**SET EXERCISE**
Rewrite the lines below as a Markdown table with the columns "Row" and "Line", numbering each row and skipping blank lines. Leave the pictures out.

* start DATA FOR THIS TASK *

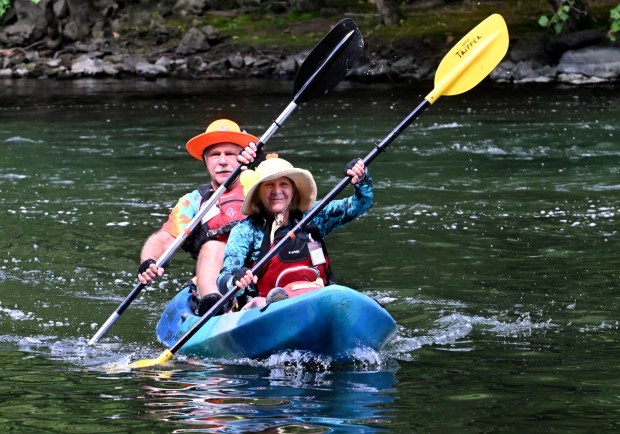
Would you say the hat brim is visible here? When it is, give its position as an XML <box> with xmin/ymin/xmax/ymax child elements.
<box><xmin>185</xmin><ymin>131</ymin><xmax>258</xmax><ymax>161</ymax></box>
<box><xmin>241</xmin><ymin>168</ymin><xmax>317</xmax><ymax>215</ymax></box>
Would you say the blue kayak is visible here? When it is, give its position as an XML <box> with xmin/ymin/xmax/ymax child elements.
<box><xmin>157</xmin><ymin>285</ymin><xmax>396</xmax><ymax>362</ymax></box>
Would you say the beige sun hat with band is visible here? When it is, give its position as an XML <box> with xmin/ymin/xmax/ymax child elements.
<box><xmin>241</xmin><ymin>157</ymin><xmax>316</xmax><ymax>215</ymax></box>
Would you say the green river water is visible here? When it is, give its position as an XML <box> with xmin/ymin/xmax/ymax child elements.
<box><xmin>0</xmin><ymin>80</ymin><xmax>620</xmax><ymax>433</ymax></box>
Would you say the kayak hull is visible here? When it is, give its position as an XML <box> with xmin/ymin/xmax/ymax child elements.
<box><xmin>157</xmin><ymin>285</ymin><xmax>396</xmax><ymax>361</ymax></box>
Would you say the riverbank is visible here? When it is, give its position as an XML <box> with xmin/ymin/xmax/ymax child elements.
<box><xmin>0</xmin><ymin>1</ymin><xmax>620</xmax><ymax>85</ymax></box>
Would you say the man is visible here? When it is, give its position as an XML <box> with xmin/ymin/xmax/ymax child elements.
<box><xmin>138</xmin><ymin>119</ymin><xmax>258</xmax><ymax>315</ymax></box>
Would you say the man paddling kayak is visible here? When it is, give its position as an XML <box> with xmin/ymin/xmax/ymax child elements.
<box><xmin>218</xmin><ymin>158</ymin><xmax>374</xmax><ymax>307</ymax></box>
<box><xmin>138</xmin><ymin>119</ymin><xmax>258</xmax><ymax>315</ymax></box>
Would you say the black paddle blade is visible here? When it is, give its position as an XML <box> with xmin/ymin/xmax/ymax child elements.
<box><xmin>293</xmin><ymin>18</ymin><xmax>364</xmax><ymax>102</ymax></box>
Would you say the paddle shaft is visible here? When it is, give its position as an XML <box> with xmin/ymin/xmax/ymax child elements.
<box><xmin>94</xmin><ymin>29</ymin><xmax>359</xmax><ymax>345</ymax></box>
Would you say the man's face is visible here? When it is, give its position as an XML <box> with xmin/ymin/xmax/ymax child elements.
<box><xmin>202</xmin><ymin>143</ymin><xmax>241</xmax><ymax>187</ymax></box>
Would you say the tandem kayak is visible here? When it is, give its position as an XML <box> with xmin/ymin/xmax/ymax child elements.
<box><xmin>157</xmin><ymin>285</ymin><xmax>396</xmax><ymax>361</ymax></box>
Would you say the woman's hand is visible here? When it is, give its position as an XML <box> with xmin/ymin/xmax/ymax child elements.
<box><xmin>233</xmin><ymin>267</ymin><xmax>258</xmax><ymax>289</ymax></box>
<box><xmin>345</xmin><ymin>159</ymin><xmax>366</xmax><ymax>185</ymax></box>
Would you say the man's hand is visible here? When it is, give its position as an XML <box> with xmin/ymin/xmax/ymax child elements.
<box><xmin>344</xmin><ymin>158</ymin><xmax>366</xmax><ymax>185</ymax></box>
<box><xmin>138</xmin><ymin>258</ymin><xmax>165</xmax><ymax>285</ymax></box>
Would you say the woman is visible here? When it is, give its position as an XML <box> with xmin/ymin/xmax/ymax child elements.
<box><xmin>218</xmin><ymin>157</ymin><xmax>374</xmax><ymax>307</ymax></box>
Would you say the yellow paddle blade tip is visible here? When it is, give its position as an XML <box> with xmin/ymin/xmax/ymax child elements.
<box><xmin>129</xmin><ymin>350</ymin><xmax>174</xmax><ymax>369</ymax></box>
<box><xmin>425</xmin><ymin>14</ymin><xmax>509</xmax><ymax>104</ymax></box>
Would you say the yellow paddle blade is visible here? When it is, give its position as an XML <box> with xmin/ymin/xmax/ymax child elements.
<box><xmin>425</xmin><ymin>14</ymin><xmax>508</xmax><ymax>104</ymax></box>
<box><xmin>129</xmin><ymin>350</ymin><xmax>174</xmax><ymax>369</ymax></box>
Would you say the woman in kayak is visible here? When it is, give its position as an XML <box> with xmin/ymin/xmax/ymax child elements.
<box><xmin>217</xmin><ymin>157</ymin><xmax>374</xmax><ymax>308</ymax></box>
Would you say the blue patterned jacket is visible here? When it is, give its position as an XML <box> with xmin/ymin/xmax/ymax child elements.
<box><xmin>217</xmin><ymin>172</ymin><xmax>374</xmax><ymax>294</ymax></box>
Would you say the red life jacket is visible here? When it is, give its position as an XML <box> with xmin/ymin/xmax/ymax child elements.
<box><xmin>183</xmin><ymin>184</ymin><xmax>247</xmax><ymax>259</ymax></box>
<box><xmin>255</xmin><ymin>219</ymin><xmax>331</xmax><ymax>297</ymax></box>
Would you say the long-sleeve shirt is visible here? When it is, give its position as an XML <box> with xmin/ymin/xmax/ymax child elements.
<box><xmin>217</xmin><ymin>173</ymin><xmax>374</xmax><ymax>294</ymax></box>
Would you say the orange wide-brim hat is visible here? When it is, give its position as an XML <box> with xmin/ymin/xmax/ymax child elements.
<box><xmin>185</xmin><ymin>119</ymin><xmax>258</xmax><ymax>161</ymax></box>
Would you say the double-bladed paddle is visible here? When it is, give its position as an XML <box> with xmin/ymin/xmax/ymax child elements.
<box><xmin>129</xmin><ymin>14</ymin><xmax>508</xmax><ymax>368</ymax></box>
<box><xmin>88</xmin><ymin>18</ymin><xmax>364</xmax><ymax>345</ymax></box>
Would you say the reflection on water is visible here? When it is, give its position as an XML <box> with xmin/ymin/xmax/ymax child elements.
<box><xmin>144</xmin><ymin>365</ymin><xmax>396</xmax><ymax>433</ymax></box>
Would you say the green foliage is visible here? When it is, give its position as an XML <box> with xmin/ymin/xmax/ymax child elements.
<box><xmin>607</xmin><ymin>4</ymin><xmax>620</xmax><ymax>41</ymax></box>
<box><xmin>538</xmin><ymin>0</ymin><xmax>575</xmax><ymax>35</ymax></box>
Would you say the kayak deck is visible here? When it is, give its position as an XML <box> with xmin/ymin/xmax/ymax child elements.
<box><xmin>157</xmin><ymin>285</ymin><xmax>396</xmax><ymax>360</ymax></box>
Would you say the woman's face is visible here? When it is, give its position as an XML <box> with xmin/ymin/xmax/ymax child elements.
<box><xmin>258</xmin><ymin>176</ymin><xmax>293</xmax><ymax>215</ymax></box>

* end DATA FOR THIS TASK *

**PROBLEM SOLUTION**
| Row | Line |
|---|---|
| 1 | Would you say the hat brim is visible here? When it is, give its position as an XML <box> with xmin/ymin/xmax/ymax child elements. |
| 2 | <box><xmin>185</xmin><ymin>131</ymin><xmax>258</xmax><ymax>161</ymax></box> |
| 3 | <box><xmin>241</xmin><ymin>168</ymin><xmax>317</xmax><ymax>215</ymax></box> |
| 4 | Would you say the blue kayak is visible here? When it is, give its position as an XML <box> with xmin/ymin/xmax/ymax child elements. |
| 5 | <box><xmin>157</xmin><ymin>285</ymin><xmax>396</xmax><ymax>362</ymax></box> |
| 6 | Would you say the beige sun hat with band is visible here? When it is, give its position as an XML <box> with xmin/ymin/xmax/ymax child elements. |
| 7 | <box><xmin>241</xmin><ymin>157</ymin><xmax>316</xmax><ymax>215</ymax></box> |
| 8 | Would you say the green river water is visible here? When it is, give its position as an XML <box> with xmin/ymin/xmax/ymax child elements. |
| 9 | <box><xmin>0</xmin><ymin>80</ymin><xmax>620</xmax><ymax>433</ymax></box> |
| 10 | Would you say the kayak hull is visible here? When it is, give its position as an XML <box> with xmin/ymin/xmax/ymax child elements. |
| 11 | <box><xmin>157</xmin><ymin>285</ymin><xmax>396</xmax><ymax>361</ymax></box> |
| 12 | Would you say the riverbank is visible here? When it is, give its position as an XML <box> with xmin/ymin/xmax/ymax child elements. |
| 13 | <box><xmin>0</xmin><ymin>1</ymin><xmax>620</xmax><ymax>85</ymax></box> |
| 14 | Would you say the man is visible here? When it is, give its position as an XML <box> with xmin/ymin/xmax/ymax child elements. |
| 15 | <box><xmin>138</xmin><ymin>119</ymin><xmax>258</xmax><ymax>315</ymax></box> |
| 16 | Would you say the man paddling kayak is visible here? When it is, give its position as an XML <box> with xmin/ymin/xmax/ymax child elements. |
| 17 | <box><xmin>218</xmin><ymin>158</ymin><xmax>374</xmax><ymax>307</ymax></box> |
| 18 | <box><xmin>138</xmin><ymin>119</ymin><xmax>258</xmax><ymax>315</ymax></box> |
| 19 | Would you say the black paddle blade is visible here? When it is, give its position as an XML <box> with xmin/ymin/xmax/ymax child elements. |
| 20 | <box><xmin>293</xmin><ymin>18</ymin><xmax>364</xmax><ymax>102</ymax></box> |
| 21 | Would you say the paddle shaft is visible here? When it is, give its position as an XML <box> with xmin/ymin/xmax/ymax child elements. |
| 22 | <box><xmin>94</xmin><ymin>29</ymin><xmax>359</xmax><ymax>345</ymax></box> |
| 23 | Would you say the man's face is visible here? When it is, give its position as an XML <box> with xmin/ymin/xmax/ymax child elements. |
| 24 | <box><xmin>202</xmin><ymin>143</ymin><xmax>241</xmax><ymax>187</ymax></box> |
| 25 | Would you say the tandem kayak is visible here? When it is, give its position as an XML <box> with xmin/ymin/xmax/ymax child elements. |
| 26 | <box><xmin>157</xmin><ymin>285</ymin><xmax>396</xmax><ymax>361</ymax></box> |
| 27 | Would you say the woman's hand is visible here? When it is, give its position as an XML <box> with xmin/ymin/xmax/ymax child elements. |
| 28 | <box><xmin>233</xmin><ymin>267</ymin><xmax>258</xmax><ymax>289</ymax></box> |
| 29 | <box><xmin>345</xmin><ymin>159</ymin><xmax>366</xmax><ymax>185</ymax></box> |
| 30 | Would you say the man's hand is visible here? When it is, give its position as an XML <box> with xmin/ymin/xmax/ymax child elements. |
| 31 | <box><xmin>344</xmin><ymin>158</ymin><xmax>366</xmax><ymax>185</ymax></box> |
| 32 | <box><xmin>138</xmin><ymin>258</ymin><xmax>165</xmax><ymax>285</ymax></box> |
| 33 | Would you say the woman is visible here? When it is, give its position as an XML <box> with xmin/ymin/xmax/ymax child elements. |
| 34 | <box><xmin>218</xmin><ymin>157</ymin><xmax>374</xmax><ymax>307</ymax></box> |
| 35 | Would you say the yellow paddle blade tip is visible here? When it is, give its position as an XML <box> with xmin/ymin/xmax/ymax child elements. |
| 36 | <box><xmin>129</xmin><ymin>350</ymin><xmax>174</xmax><ymax>369</ymax></box> |
| 37 | <box><xmin>425</xmin><ymin>14</ymin><xmax>509</xmax><ymax>104</ymax></box> |
| 38 | Would you say the yellow paddle blade is visible here? When it is, give its position as an XML <box> with xmin/ymin/xmax/ymax child elements. |
| 39 | <box><xmin>425</xmin><ymin>14</ymin><xmax>508</xmax><ymax>104</ymax></box> |
| 40 | <box><xmin>129</xmin><ymin>350</ymin><xmax>174</xmax><ymax>369</ymax></box> |
| 41 | Would you say the woman in kayak is visible here? When it is, give its position as an XML <box> with xmin/ymin/xmax/ymax child elements. |
| 42 | <box><xmin>217</xmin><ymin>157</ymin><xmax>374</xmax><ymax>308</ymax></box> |
| 43 | Would you say the blue patterned jacket is visible here? When it is, give its position as an XML <box> with xmin/ymin/xmax/ymax child elements. |
| 44 | <box><xmin>217</xmin><ymin>172</ymin><xmax>374</xmax><ymax>294</ymax></box> |
| 45 | Would you say the red life jacket is visible here? When it is, give its position as an XML <box> with xmin/ymin/xmax/ymax child elements. |
| 46 | <box><xmin>183</xmin><ymin>184</ymin><xmax>247</xmax><ymax>259</ymax></box> |
| 47 | <box><xmin>255</xmin><ymin>219</ymin><xmax>331</xmax><ymax>297</ymax></box> |
| 48 | Would you say the long-sleeve shirt is visible here? When it is, give its position as an XML <box> with xmin/ymin/xmax/ymax child elements. |
| 49 | <box><xmin>217</xmin><ymin>173</ymin><xmax>374</xmax><ymax>294</ymax></box> |
| 50 | Would you say the orange wide-brim hat is visible here? When it is, give its position as an XML <box> with xmin/ymin/xmax/ymax child elements. |
| 51 | <box><xmin>185</xmin><ymin>119</ymin><xmax>258</xmax><ymax>161</ymax></box> |
| 52 | Would you say the double-bladed paddle is visible here? When it is, give its position as an XML <box> with xmin/ymin/xmax/ymax child elements. |
| 53 | <box><xmin>129</xmin><ymin>14</ymin><xmax>508</xmax><ymax>368</ymax></box> |
| 54 | <box><xmin>88</xmin><ymin>18</ymin><xmax>364</xmax><ymax>345</ymax></box> |
| 55 | Would you say the reflection on water is visible here? When it is, give its position as an XML <box> with xmin/ymin/xmax/ymax child elements. |
| 56 | <box><xmin>144</xmin><ymin>365</ymin><xmax>396</xmax><ymax>433</ymax></box> |
| 57 | Would you say the green foliage is visible here? When it is, give its position as an XML <box> with xmin/ymin/xmax/ymax child elements. |
| 58 | <box><xmin>607</xmin><ymin>4</ymin><xmax>620</xmax><ymax>41</ymax></box> |
| 59 | <box><xmin>538</xmin><ymin>0</ymin><xmax>575</xmax><ymax>35</ymax></box> |
| 60 | Would you say the kayak deck is visible here? When it is, give its position as an XML <box> with xmin/ymin/xmax/ymax child elements. |
| 61 | <box><xmin>157</xmin><ymin>285</ymin><xmax>396</xmax><ymax>360</ymax></box> |
| 62 | Would you say the woman's face is visible here? When it is, give its position as an XML <box> with xmin/ymin/xmax/ymax child elements. |
| 63 | <box><xmin>258</xmin><ymin>176</ymin><xmax>293</xmax><ymax>215</ymax></box> |